- PROVIDED DATA -
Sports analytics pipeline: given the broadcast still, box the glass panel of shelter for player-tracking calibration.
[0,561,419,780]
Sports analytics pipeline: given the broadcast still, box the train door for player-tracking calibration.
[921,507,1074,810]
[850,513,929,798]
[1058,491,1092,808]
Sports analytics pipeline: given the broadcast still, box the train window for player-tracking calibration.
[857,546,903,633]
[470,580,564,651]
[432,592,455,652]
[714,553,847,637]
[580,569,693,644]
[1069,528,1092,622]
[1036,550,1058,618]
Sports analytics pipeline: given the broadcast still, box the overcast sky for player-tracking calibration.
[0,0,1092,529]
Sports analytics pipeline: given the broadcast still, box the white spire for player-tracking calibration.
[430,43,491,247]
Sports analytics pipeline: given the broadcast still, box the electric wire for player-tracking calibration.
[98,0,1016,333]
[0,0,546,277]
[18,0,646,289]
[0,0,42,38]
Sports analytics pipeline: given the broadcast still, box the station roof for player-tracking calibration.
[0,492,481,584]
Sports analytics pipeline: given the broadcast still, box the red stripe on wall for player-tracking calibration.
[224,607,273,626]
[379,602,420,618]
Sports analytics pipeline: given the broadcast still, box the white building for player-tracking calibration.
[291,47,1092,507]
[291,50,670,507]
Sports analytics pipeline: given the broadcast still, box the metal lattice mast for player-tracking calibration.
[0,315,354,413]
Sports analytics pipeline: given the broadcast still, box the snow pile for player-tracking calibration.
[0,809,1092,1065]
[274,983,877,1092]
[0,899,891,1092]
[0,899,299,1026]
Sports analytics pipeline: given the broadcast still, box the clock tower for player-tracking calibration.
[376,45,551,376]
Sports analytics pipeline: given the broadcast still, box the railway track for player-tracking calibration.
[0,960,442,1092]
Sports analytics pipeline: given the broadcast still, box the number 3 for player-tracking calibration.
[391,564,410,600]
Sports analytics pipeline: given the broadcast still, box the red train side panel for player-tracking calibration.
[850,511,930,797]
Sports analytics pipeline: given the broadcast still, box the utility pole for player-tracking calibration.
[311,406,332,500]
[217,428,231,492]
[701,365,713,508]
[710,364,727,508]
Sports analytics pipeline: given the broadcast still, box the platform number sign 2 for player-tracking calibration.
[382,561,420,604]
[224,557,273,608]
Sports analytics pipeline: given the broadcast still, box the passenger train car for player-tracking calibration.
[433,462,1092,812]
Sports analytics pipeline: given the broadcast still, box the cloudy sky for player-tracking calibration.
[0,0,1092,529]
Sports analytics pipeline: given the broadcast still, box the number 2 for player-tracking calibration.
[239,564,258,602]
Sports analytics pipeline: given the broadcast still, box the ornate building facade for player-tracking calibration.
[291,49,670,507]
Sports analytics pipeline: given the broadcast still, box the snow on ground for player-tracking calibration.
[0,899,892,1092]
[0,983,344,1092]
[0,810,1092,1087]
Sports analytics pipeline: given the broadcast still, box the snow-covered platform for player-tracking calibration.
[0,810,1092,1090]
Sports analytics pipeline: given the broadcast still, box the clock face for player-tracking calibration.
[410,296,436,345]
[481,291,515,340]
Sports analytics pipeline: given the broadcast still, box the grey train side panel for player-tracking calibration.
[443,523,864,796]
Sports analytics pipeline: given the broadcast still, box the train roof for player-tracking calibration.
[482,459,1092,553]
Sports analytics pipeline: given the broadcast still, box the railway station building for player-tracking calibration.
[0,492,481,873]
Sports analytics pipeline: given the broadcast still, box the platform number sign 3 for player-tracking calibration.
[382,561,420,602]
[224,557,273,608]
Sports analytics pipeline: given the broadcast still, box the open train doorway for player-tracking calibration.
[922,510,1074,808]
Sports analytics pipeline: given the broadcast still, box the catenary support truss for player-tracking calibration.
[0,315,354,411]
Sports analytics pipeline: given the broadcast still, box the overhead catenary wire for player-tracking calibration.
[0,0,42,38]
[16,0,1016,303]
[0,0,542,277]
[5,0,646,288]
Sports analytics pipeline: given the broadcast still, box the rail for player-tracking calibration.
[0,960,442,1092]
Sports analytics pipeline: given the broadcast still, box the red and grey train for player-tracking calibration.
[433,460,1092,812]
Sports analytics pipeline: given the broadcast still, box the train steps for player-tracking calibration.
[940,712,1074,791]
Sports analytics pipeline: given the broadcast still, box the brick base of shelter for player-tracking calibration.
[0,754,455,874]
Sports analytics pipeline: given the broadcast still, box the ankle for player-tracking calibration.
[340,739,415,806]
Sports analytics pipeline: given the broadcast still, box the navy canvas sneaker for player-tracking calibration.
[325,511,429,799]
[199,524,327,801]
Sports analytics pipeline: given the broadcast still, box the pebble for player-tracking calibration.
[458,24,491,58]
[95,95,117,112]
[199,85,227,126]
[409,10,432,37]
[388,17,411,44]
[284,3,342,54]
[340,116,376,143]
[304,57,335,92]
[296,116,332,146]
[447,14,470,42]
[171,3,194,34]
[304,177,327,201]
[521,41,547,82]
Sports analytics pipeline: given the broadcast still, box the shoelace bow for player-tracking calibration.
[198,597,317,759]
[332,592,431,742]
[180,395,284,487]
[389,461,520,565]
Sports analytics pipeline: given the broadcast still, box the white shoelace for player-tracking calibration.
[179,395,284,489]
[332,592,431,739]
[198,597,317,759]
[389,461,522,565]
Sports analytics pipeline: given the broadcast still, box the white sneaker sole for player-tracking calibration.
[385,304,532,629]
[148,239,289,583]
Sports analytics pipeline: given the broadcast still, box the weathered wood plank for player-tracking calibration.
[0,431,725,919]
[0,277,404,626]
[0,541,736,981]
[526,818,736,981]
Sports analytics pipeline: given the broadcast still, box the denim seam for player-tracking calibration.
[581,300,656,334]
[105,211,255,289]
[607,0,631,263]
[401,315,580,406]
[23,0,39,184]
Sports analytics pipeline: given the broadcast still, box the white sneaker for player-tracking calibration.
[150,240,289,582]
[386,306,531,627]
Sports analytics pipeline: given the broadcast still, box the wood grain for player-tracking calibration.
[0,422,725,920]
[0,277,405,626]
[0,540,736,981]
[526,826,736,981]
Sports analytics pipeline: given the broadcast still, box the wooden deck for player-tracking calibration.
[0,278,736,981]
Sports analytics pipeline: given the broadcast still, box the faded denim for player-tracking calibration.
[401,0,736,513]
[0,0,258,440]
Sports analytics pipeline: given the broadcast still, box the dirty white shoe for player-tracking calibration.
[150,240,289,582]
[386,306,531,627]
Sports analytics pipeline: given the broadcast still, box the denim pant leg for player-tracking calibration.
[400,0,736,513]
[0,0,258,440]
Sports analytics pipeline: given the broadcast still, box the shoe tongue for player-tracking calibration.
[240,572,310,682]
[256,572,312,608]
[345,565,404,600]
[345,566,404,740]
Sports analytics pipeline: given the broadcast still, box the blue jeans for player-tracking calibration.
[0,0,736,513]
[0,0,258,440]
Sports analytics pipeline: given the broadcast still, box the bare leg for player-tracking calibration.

- DIRECTIONS -
Locate each line of the records that contains the word "wire" and copy those lines in full.

- SOLUTION FOR THIS TASK -
Sports analytics pipeline: given the broadcast still, box the electric wire for player-tracking calibration.
Sports analytics pipeline: given the broadcast still, box the overhead catenary wire for player-tracking calibration.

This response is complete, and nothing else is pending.